**What needs to be done**
Down to the last character, transcribe every record.
_ _ _ _ _ _ _
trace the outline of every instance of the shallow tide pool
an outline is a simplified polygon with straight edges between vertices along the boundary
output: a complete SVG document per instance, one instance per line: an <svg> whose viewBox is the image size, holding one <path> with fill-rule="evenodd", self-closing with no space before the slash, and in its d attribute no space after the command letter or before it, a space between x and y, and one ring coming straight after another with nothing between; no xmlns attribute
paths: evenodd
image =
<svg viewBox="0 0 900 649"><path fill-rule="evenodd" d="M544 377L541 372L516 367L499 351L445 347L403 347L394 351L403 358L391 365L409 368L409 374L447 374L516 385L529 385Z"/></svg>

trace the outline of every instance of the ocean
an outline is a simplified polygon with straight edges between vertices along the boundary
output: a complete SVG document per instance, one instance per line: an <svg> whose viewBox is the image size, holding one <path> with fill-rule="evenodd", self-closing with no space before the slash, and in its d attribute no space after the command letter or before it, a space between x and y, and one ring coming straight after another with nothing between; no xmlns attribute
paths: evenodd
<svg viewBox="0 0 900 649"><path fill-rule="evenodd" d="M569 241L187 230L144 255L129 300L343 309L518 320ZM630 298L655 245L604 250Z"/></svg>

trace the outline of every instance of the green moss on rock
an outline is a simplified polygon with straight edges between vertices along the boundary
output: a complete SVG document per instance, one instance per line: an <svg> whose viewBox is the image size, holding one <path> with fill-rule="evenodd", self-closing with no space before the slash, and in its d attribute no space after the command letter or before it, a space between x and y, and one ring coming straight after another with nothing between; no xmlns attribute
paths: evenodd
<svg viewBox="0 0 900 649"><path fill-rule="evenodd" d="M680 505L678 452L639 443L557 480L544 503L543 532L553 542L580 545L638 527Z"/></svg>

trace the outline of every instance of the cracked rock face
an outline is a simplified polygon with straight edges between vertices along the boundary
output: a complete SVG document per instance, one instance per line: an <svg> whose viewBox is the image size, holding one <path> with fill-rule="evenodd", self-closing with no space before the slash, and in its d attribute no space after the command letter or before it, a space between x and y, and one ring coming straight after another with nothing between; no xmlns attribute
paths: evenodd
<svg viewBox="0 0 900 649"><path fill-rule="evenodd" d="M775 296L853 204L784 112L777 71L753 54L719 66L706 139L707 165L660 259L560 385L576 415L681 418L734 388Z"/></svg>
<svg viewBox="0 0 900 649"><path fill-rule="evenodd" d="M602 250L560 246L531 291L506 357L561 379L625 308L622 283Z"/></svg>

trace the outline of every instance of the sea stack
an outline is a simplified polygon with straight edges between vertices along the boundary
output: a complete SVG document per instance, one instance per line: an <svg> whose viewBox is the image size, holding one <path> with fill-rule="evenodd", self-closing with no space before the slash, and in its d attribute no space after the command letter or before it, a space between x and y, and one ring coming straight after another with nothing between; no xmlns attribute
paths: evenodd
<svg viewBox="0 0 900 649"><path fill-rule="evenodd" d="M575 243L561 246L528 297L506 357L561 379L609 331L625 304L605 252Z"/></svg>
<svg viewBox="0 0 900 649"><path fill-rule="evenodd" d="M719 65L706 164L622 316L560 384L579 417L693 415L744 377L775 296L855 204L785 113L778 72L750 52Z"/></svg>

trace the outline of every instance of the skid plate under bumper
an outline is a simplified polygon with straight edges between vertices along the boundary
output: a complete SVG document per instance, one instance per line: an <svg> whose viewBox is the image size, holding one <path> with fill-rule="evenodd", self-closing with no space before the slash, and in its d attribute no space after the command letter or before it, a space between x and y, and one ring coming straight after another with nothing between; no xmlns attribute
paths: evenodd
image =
_ _ _ _ _ _ _
**Exercise output**
trace the outline of every instance of the shallow tide pool
an outline is a simplified polygon with straight edges between vertices along the boundary
output: a complete SVG document per instance, one instance per line: an <svg> whose viewBox is the image size, holding one <path> with fill-rule="evenodd", self-closing with no space before the slash, and in its d attribute no space after the command letter or before it, a space between x and y, and one ring coming straight after another with nothing between; no xmlns attribute
paths: evenodd
image =
<svg viewBox="0 0 900 649"><path fill-rule="evenodd" d="M544 377L541 372L516 367L499 351L445 347L403 347L394 351L403 358L391 365L409 368L409 374L447 374L516 385L529 385Z"/></svg>

trace the outline of every instance of the ocean
an outline is a simplified polygon with straight edges between vertices along the boundary
output: a complete SVG document per instance, one instance per line: an <svg> whose viewBox is the image size, holding one <path> with fill-rule="evenodd", self-closing with no space before the slash, and in its d attribute no space after the command letter or before it, a space between x and y, and one ring coming straight after another with nothing between; no xmlns attribute
paths: evenodd
<svg viewBox="0 0 900 649"><path fill-rule="evenodd" d="M569 241L187 230L144 255L129 300L343 309L518 320ZM630 298L655 245L604 250Z"/></svg>

trace the outline of every instance of the green moss on rock
an outline is a simplified polygon with straight edges between vertices along the boundary
output: a complete SVG document per instance, one instance per line: an <svg> whose viewBox is the image size, holding one <path> with fill-rule="evenodd", self-closing with no space before the slash, and in its d attribute no space after the command letter or before it, a space between x and y, and one ring coming straight after another with nothing between; no xmlns attribute
paths: evenodd
<svg viewBox="0 0 900 649"><path fill-rule="evenodd" d="M680 505L678 452L639 443L557 480L544 503L543 532L553 542L580 545L638 527Z"/></svg>

trace the outline of every instance of the cracked rock face
an outline is a simplified polygon with straight edges between vertices along the boundary
output: a complete SVG document per instance, one instance per line: an <svg> whose viewBox is the image size, holding one <path> with fill-rule="evenodd", self-closing with no space before the slash, and in its d attribute no space after the command letter or before it, a space between x and y, and one ring coming straight after another with nothing between; no xmlns attribute
paths: evenodd
<svg viewBox="0 0 900 649"><path fill-rule="evenodd" d="M775 296L853 204L784 112L777 71L753 54L719 66L706 139L707 165L660 259L560 385L576 415L681 418L734 388Z"/></svg>
<svg viewBox="0 0 900 649"><path fill-rule="evenodd" d="M602 250L560 246L531 291L506 357L561 379L625 308L622 283Z"/></svg>

trace the outline of every instance of the sea stack
an outline is a simplified polygon with straight edges between vertices along the boundary
output: a complete SVG document per instance, one instance per line: an <svg> whose viewBox is the image size, holding one <path> with fill-rule="evenodd", self-closing with no space before the slash, and in its d attribute no space after the command letter or before it, a space between x and y, and one ring coming straight after another with nothing between; no xmlns attribute
paths: evenodd
<svg viewBox="0 0 900 649"><path fill-rule="evenodd" d="M575 243L561 246L528 297L506 357L561 379L609 331L625 304L605 252Z"/></svg>
<svg viewBox="0 0 900 649"><path fill-rule="evenodd" d="M719 65L706 164L622 316L560 384L579 417L693 415L744 377L775 296L855 204L785 113L778 72L750 52Z"/></svg>

trace the outline of every instance of the skid plate under bumper
an outline is a simplified polygon with straight edges between vertices along the boundary
output: a complete SVG document per instance, one instance per line: an <svg> whose viewBox is the image size, holding one <path> with fill-rule="evenodd", self-closing with no space before the slash, and in its d attribute no space after the command letter or before it, a space between x and y, and one ring coming straight after another with nothing between; no xmlns attribute
paths: evenodd
image =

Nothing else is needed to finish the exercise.